## Given exercise:
Repeat the records below word for word, from the first line through the line containing "L 57 66 L 57", and leave out the pictures.

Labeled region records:
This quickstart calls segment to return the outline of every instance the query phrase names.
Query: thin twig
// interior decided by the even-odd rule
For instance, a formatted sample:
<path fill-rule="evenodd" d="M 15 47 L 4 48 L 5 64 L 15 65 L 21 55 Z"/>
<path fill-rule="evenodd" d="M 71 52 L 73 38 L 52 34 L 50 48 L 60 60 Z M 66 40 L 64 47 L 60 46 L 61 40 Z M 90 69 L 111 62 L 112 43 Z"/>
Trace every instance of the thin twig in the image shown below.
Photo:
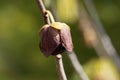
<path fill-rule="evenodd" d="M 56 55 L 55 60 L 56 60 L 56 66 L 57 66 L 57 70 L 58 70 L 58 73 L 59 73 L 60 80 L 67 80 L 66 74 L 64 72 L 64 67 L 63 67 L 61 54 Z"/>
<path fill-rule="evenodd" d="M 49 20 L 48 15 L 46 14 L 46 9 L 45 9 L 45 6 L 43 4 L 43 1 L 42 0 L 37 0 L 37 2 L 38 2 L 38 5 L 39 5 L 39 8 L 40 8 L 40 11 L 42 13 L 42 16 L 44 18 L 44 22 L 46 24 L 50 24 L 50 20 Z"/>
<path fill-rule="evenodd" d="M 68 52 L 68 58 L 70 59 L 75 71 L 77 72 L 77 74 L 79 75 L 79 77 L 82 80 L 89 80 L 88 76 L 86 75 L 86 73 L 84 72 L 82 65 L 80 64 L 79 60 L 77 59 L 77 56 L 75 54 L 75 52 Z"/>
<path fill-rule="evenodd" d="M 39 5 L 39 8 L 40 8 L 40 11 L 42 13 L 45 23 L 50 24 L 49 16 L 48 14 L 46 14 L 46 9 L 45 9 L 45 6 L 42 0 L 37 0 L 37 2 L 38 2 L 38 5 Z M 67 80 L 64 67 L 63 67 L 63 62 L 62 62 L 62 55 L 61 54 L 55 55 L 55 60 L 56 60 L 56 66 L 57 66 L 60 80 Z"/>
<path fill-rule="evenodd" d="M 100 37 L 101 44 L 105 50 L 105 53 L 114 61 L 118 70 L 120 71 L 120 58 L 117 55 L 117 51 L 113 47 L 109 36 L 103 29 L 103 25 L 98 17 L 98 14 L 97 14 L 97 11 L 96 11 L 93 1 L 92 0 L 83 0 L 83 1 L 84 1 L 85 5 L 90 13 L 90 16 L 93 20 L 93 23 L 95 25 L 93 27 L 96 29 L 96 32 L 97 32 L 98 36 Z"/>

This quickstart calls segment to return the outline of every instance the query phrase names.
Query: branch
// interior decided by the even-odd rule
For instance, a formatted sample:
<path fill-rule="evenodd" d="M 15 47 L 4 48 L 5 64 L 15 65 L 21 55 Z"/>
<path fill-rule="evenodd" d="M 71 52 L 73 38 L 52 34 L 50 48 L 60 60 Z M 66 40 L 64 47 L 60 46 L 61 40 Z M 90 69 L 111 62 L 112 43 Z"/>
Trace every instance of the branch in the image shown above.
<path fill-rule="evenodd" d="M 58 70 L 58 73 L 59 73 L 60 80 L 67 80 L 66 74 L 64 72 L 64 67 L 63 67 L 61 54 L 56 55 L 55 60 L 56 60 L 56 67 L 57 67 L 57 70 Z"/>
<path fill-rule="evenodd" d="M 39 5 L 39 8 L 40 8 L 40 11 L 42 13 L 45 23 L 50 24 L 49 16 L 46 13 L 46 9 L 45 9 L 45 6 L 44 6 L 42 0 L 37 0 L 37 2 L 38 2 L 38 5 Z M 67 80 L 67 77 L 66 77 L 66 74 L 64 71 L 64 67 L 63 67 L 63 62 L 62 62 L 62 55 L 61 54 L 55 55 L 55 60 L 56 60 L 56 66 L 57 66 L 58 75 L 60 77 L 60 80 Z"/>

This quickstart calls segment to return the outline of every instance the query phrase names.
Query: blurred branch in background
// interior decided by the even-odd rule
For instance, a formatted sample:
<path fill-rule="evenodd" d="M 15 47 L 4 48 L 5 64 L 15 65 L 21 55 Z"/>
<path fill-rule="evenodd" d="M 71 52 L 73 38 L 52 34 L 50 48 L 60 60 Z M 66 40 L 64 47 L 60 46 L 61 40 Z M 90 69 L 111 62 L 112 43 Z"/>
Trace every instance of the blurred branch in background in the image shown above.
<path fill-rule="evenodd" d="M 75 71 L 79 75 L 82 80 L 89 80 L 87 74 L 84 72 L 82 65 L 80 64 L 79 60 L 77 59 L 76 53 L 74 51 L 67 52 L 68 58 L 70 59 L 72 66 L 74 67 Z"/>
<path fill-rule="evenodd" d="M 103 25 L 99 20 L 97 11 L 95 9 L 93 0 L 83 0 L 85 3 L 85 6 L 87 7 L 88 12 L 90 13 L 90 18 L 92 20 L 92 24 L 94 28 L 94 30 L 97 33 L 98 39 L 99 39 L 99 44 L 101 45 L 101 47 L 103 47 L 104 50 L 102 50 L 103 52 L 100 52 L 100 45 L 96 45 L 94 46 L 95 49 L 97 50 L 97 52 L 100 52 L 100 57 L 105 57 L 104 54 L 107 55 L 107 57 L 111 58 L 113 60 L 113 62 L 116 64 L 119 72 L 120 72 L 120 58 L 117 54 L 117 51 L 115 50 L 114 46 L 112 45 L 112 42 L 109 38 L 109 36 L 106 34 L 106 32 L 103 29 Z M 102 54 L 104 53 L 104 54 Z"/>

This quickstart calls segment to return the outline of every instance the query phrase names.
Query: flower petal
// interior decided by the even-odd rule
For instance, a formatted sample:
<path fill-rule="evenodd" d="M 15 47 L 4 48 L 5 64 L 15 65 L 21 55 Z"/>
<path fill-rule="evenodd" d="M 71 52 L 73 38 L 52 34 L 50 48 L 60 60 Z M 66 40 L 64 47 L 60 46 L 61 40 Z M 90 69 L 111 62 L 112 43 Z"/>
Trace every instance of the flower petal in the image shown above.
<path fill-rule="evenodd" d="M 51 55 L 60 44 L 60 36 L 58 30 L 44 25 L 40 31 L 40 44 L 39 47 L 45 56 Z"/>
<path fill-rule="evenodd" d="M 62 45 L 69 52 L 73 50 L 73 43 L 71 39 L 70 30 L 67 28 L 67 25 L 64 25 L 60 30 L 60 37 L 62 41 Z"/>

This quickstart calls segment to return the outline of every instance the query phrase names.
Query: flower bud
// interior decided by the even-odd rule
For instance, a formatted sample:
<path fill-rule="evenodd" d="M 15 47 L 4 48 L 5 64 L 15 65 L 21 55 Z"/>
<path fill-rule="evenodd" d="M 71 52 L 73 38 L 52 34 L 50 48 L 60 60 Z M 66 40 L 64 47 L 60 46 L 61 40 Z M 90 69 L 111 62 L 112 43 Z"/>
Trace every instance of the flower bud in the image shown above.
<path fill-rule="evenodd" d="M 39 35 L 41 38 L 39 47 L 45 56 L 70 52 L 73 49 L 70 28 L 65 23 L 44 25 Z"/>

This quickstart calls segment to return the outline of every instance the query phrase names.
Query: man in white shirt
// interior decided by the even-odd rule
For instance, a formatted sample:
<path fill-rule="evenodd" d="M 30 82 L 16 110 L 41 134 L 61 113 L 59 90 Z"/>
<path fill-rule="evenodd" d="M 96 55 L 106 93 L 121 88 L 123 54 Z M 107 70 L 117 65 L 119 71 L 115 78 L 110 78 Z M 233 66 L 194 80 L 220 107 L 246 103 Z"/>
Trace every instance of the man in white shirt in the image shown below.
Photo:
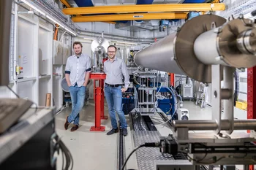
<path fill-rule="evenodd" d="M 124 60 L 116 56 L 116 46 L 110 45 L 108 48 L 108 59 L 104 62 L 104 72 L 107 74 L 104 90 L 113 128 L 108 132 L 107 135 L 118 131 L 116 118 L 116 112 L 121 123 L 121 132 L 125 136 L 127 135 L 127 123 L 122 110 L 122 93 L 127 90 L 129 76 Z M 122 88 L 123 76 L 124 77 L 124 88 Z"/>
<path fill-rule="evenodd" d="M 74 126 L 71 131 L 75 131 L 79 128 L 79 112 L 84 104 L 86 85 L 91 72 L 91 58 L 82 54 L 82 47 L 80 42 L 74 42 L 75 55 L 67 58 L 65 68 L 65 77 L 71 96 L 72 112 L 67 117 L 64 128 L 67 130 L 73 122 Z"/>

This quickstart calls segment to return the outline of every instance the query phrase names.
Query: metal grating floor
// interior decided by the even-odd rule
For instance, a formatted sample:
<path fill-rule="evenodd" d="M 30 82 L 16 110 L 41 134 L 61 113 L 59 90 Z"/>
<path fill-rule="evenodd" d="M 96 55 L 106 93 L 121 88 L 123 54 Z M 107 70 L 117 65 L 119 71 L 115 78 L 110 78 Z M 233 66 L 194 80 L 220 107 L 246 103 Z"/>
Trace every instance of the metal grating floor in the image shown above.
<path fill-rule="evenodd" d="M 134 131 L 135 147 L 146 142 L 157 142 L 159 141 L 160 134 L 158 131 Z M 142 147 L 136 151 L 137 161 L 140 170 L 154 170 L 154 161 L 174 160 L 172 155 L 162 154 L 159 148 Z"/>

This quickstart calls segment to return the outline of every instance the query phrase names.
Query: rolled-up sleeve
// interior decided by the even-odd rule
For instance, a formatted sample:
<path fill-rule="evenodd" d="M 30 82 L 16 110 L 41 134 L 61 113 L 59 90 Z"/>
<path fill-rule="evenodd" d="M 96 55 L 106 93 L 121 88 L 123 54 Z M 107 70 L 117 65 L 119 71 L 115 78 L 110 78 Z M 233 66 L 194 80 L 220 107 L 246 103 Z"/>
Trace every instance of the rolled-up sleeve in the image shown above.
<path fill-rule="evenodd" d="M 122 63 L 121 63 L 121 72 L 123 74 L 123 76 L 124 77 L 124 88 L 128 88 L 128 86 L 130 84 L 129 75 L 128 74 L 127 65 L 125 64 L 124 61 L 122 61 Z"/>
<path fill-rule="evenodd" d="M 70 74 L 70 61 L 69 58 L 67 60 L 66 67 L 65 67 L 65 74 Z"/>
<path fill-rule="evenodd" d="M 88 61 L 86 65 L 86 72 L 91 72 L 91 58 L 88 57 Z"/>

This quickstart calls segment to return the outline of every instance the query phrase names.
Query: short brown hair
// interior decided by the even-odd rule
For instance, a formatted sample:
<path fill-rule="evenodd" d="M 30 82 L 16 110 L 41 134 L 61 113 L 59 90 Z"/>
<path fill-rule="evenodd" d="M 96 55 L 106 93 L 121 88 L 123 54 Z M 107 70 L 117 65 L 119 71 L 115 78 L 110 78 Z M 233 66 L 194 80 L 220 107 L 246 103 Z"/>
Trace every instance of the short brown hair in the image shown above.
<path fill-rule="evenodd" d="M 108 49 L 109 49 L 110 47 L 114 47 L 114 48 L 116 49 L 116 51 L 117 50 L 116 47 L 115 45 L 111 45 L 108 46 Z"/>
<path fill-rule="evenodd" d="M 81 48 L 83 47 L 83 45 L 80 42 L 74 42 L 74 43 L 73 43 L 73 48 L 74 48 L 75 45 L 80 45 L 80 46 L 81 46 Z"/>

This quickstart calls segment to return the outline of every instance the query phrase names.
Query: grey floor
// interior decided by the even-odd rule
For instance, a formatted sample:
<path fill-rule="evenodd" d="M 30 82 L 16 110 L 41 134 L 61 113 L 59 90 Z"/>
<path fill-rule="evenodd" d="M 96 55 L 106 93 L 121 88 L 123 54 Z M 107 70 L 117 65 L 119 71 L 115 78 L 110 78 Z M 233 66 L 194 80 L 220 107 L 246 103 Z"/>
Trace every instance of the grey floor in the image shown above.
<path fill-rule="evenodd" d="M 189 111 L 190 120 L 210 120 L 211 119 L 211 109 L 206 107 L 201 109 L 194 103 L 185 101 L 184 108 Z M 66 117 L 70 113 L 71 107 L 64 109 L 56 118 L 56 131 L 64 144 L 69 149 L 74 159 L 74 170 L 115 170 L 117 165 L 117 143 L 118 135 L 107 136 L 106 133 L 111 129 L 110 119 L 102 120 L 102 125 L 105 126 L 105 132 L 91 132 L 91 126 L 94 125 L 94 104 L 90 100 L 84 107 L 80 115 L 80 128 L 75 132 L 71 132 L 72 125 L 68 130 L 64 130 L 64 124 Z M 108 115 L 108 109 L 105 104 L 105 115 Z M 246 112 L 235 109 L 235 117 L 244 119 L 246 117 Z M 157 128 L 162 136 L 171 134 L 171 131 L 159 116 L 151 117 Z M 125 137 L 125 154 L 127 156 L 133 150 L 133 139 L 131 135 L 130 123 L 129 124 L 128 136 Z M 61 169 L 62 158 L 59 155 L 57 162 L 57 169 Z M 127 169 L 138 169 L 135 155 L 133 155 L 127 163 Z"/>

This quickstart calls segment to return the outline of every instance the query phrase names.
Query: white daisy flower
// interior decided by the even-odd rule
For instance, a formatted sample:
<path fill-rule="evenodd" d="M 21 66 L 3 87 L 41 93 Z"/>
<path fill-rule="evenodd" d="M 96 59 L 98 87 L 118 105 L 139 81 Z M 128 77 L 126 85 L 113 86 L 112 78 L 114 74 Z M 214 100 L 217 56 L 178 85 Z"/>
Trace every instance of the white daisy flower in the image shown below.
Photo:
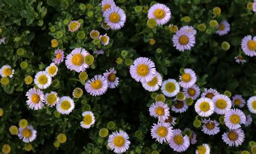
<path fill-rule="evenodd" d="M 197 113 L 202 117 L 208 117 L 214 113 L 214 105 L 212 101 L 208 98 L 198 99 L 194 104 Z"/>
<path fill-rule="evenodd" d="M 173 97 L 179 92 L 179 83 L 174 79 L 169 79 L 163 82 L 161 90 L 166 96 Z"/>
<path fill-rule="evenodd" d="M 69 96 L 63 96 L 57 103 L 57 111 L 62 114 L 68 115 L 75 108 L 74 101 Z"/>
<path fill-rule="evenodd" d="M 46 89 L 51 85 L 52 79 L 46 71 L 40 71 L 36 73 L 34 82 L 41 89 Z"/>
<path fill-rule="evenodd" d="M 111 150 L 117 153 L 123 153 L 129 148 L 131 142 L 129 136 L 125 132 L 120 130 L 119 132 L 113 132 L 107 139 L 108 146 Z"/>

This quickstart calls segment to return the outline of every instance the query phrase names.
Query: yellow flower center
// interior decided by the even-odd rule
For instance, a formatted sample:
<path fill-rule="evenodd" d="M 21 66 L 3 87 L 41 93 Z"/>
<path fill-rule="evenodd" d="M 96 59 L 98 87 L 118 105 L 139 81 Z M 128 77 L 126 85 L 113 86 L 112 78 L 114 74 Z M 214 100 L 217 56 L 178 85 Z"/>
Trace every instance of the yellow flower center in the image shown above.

## Response:
This quickstart calls segment to return the outline of every instance the query phrase names.
Query: thin twig
// interior decided by the even-odd rule
For instance, a formatted sample:
<path fill-rule="evenodd" d="M 15 47 L 4 48 L 5 64 L 15 65 L 21 55 Z"/>
<path fill-rule="evenodd" d="M 71 52 L 73 38 L 52 34 L 50 48 L 60 60 Z M 66 40 L 64 47 L 60 46 L 61 40 Z M 90 69 L 111 62 L 112 43 Z"/>
Trace every instance of the thin twig in the image shown below.
Photo:
<path fill-rule="evenodd" d="M 56 55 L 55 60 L 56 60 L 56 66 L 57 66 L 57 70 L 58 70 L 58 73 L 59 73 L 60 80 L 67 80 L 66 74 L 64 72 L 64 67 L 63 67 L 61 54 Z"/>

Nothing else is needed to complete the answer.